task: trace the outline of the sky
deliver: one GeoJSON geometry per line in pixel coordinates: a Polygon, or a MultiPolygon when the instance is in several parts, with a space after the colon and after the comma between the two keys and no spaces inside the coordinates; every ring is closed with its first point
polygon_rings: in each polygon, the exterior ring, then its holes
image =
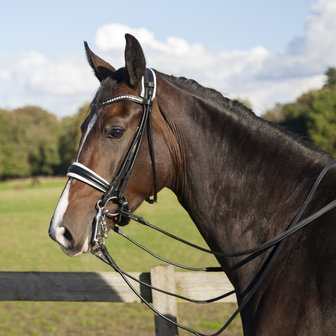
{"type": "Polygon", "coordinates": [[[1,2],[0,108],[76,113],[99,86],[83,41],[119,68],[126,32],[148,67],[248,99],[258,115],[336,67],[336,0],[1,2]]]}

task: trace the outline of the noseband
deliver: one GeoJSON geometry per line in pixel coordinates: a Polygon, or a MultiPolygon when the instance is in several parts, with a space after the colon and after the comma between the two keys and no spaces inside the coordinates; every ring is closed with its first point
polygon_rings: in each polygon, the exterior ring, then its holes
= = = =
### What is being asked
Can you render the material above as a Markdown table with the columns "Row" and "Line", one nonblank line per row, numbered in order, and with the pictures left out?

### Exercise output
| Row | Line |
|---|---|
| 1 | task: trace the outline of the sky |
| 2 | deliver: one GeoJSON geometry per line in pixel coordinates: a Polygon, or a MultiPolygon when the instance is in several parts, with a space after the colon and after the comma between the two keys and no spaces inside the coordinates; every ring is closed with its first point |
| 3 | polygon_rings: in each polygon, the exterior ring, then its holes |
| 4 | image = |
| 5 | {"type": "Polygon", "coordinates": [[[1,2],[0,108],[76,113],[99,86],[83,41],[119,68],[126,32],[148,67],[248,99],[258,115],[336,67],[336,0],[1,2]]]} |
| 6 | task: trace the outline of the noseband |
| 7 | deliver: one GeoJSON geometry per line in pixel coordinates: a Polygon, or a MultiPolygon when the instance is in several parts, with a space after the colon and after the comma between the two keys and no spaces inside the coordinates; every ring is closed with its first point |
| 8 | polygon_rings: in each polygon, the exterior ring, then its holes |